Rewrite the records below, replacing every occurrence of "man's ear" with "person's ear" and leaving everything else as it is.

++++ PROVIDED DATA

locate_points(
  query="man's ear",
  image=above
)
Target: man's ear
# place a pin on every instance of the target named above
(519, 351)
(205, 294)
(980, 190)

++++++++

## PROBLEM SOLUTION
locate_points(
  query="person's ear",
  image=above
)
Target: person's ear
# place a pin on every instance of the target named above
(519, 351)
(205, 294)
(980, 190)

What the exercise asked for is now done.